What you have to do:
Repeat word for word the line with "Where can the large" and every line after it until the records below run out.

Data supplied:
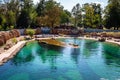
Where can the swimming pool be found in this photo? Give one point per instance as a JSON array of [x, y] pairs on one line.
[[92, 61]]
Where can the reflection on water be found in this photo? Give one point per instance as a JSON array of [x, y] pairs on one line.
[[92, 61]]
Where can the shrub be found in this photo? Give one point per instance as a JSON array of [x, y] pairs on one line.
[[1, 42], [38, 31], [14, 40], [30, 32], [5, 36]]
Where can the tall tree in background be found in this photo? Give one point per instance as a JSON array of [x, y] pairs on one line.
[[27, 14], [65, 17], [41, 8], [112, 14], [77, 14], [92, 17]]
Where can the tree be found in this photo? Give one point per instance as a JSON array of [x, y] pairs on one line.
[[41, 8], [27, 15], [30, 32], [77, 14], [65, 17], [112, 14]]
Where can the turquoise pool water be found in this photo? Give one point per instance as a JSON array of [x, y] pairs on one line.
[[92, 61]]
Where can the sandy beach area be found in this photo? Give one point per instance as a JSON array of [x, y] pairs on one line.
[[13, 50]]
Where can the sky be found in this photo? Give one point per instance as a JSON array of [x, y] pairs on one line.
[[68, 4]]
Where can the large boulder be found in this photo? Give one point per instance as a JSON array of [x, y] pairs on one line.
[[38, 31], [4, 36]]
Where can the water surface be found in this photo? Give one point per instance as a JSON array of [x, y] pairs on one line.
[[92, 61]]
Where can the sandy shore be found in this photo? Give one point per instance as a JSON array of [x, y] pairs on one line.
[[13, 50]]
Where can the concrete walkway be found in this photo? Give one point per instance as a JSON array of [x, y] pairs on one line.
[[11, 52]]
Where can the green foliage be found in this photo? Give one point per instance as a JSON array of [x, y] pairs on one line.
[[64, 18], [92, 17], [112, 14], [30, 32], [77, 14], [14, 40]]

Response:
Where can the large boulder be found in this photo? Give one point per instance as a JSON array of [x, y] pairs on one line.
[[38, 31], [4, 36]]
Where can the water surface be found in this photo? Give one point per instance as a JSON array of [x, y] pairs on one line.
[[92, 61]]
Where can the sandy shore be found in this photo? Give one point per instance as a JSON array of [x, y] pairs on one line.
[[13, 50]]
Where can the concrete walkway be found in this photo? Give one point per instance as a JSON array of [x, y] pairs on one line.
[[11, 52]]
Where can the green foliage be found in this photo? Give one point per instance as a JSON array of [x, y] pairs on one line.
[[64, 18], [92, 17], [112, 14], [30, 32], [77, 14], [14, 40]]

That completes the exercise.